Given request —
Gather each line from the entries below that contains the word "hair" and copy it in full.

Detection examples:
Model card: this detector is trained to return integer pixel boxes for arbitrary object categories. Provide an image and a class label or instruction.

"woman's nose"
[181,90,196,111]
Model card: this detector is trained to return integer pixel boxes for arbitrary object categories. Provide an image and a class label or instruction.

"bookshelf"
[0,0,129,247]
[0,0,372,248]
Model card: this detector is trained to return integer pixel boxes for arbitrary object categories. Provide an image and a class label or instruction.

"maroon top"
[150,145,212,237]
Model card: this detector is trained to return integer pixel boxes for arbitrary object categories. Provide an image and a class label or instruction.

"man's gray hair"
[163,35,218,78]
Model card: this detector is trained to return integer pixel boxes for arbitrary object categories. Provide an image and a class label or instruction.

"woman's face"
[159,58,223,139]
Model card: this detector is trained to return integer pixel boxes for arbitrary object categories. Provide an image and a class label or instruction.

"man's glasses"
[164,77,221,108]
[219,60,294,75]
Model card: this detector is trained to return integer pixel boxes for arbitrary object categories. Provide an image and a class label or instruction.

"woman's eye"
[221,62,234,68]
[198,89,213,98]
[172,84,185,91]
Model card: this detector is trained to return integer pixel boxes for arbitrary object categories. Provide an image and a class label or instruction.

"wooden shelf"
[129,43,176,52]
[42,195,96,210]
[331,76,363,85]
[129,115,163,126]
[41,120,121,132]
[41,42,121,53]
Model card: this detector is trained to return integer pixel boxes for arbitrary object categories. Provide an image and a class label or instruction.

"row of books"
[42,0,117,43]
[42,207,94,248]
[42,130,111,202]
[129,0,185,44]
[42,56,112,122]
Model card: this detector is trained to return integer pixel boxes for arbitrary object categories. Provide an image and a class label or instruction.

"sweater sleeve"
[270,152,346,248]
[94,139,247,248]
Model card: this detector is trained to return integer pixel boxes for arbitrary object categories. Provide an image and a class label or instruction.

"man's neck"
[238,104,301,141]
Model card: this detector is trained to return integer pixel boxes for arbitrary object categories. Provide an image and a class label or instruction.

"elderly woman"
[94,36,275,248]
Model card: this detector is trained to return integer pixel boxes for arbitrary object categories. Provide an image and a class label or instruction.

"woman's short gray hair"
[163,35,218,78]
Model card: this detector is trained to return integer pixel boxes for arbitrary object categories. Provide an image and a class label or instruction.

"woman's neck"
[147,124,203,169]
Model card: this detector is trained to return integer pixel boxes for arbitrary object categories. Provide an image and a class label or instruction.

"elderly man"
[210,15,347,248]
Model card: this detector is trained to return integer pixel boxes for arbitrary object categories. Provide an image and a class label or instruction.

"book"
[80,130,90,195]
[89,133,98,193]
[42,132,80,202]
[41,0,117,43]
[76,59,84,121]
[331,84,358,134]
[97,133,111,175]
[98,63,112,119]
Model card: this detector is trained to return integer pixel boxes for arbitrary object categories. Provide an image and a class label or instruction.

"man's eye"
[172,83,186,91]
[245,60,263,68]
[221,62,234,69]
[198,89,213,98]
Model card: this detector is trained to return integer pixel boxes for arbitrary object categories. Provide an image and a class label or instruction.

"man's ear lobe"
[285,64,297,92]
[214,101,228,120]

Final answer —
"man's gray hair"
"woman's short gray hair"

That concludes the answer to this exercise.